__Was zu tun ist__: Wie viele Jugendliche leben laut dem Textauszug über die Einrichtung Munita heute dort?

__Textauszug__:
-=-=-=-=-

Unbegleitete minderjährige Flüchtlinge: Endlich Zeit für Harry Potter
Jugendliche, die ohne Eltern aus Kriegsgebieten nach Deutschland fliehen, brauchen intensive Betreuung – so wie bei „Munita“ in Spandau. Ein Besuch.
Anas und Walid sind die dicksten Freunde: Die 16-Jährigen gehen in dieselbe 10. Klasse, wollen beide Arzt werden. Sie teilen sich ein Zimmer, kochen miteinander, wenn sie nicht gerade im Ramadan fasten. Kurzum: Sie gehen durch dick und dünn – und so war es schon in Damaskus.
Vor vier Monaten machten sie sich gemeinsam auf die Flucht nach Deutschland. Ohne ihre Eltern, ihre Familien: „Zu viel Geld“, erklärt Walid lapidar. Zwei Wochen dauerte die Reise auf der bekannten Route: Türkei, Griechenland, ein Schlauchboot nach Lesbos, von dort nach Athen, Mazedonien, Serbien, Österreich, Bayern.
So sind sie in Kladow gelandet, bei Munita, einer Einrichtung für unbegleitete minderjährige Flüchtlinge, kurz UMFs. Hier, am südwestlichen Rand von Berlin, wo die mit Kiefernzapfen übersäten Bürgersteige von Jägerzäunen oder gestutzten Buchsbaumhecken gesäumt werden, unterhält das Deutsche Rote Kreuz (DRK) das Rotkreuz-Institut Berufsbildungswerk (RKI BBW) samt angeschlossenem Internat. Weil einige Zimmer leer standen und dringend Plätze für UMFs gebraucht werden, eröffnete das DRK im Dezember Munita mit zunächst vier Jugendlichen. Heute sind es 21.

-=-=-=-=-

__Daten__:
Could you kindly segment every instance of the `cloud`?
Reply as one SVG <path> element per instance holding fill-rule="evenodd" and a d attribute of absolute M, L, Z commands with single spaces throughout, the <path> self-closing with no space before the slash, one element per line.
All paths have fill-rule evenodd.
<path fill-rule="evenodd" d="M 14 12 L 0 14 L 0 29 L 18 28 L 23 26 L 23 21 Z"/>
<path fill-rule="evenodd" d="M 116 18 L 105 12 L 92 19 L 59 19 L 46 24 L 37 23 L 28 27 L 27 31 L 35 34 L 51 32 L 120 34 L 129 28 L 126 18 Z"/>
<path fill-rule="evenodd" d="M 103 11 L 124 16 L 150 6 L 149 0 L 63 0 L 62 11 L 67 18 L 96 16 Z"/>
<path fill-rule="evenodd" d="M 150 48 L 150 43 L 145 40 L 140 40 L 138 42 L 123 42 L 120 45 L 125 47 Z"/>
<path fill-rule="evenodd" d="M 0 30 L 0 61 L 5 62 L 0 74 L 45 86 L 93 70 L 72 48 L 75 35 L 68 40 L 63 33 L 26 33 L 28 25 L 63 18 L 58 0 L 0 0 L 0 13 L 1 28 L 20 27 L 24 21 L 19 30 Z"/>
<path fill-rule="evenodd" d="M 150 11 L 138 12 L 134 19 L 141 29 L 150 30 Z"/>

-=-=-=-=-

__Antwort__: 21 Jugendliche.